EXTRACTED DATA section start
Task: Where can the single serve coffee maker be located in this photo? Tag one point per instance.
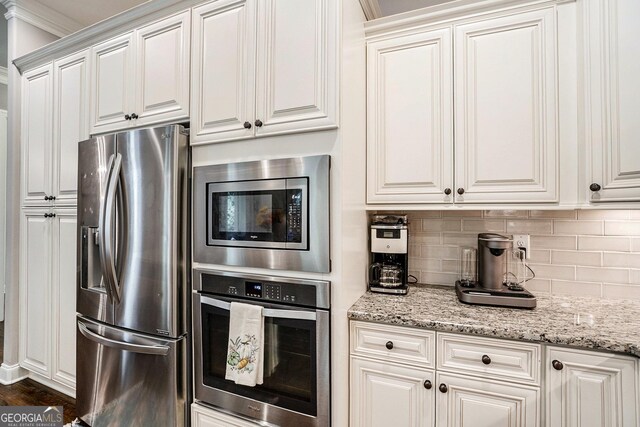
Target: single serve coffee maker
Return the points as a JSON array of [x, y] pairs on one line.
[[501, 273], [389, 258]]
EXTRACTED DATA section end
EXTRACTED DATA section start
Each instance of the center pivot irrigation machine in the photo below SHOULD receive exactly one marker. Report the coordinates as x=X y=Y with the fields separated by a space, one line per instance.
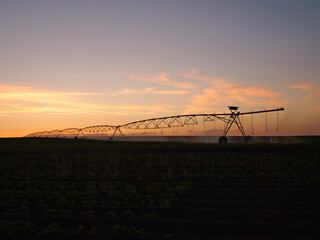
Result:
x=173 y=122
EXTRACTED DATA section end
EXTRACTED DATA section start
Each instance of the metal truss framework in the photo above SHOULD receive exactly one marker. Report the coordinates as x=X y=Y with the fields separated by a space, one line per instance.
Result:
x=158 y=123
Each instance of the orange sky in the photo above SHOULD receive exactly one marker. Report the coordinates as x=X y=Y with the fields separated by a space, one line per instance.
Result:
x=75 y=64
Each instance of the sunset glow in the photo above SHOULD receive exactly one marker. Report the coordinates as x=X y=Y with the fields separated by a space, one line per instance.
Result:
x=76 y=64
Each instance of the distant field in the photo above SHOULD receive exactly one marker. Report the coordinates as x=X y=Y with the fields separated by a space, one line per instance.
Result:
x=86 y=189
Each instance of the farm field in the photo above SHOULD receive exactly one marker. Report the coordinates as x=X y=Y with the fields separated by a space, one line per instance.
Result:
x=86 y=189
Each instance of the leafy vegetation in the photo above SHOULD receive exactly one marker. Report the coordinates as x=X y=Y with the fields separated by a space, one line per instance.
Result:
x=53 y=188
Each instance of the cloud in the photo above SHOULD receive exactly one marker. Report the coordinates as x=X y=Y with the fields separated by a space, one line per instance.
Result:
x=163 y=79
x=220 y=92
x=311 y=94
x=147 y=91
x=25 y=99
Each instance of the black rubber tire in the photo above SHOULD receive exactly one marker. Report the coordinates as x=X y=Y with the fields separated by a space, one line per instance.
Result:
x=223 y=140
EXTRACTED DATA section end
- PROBLEM TO SOLVE
Your answer should be a single number: the count of lines in the records that contain "coffee".

- TASK OUTPUT
2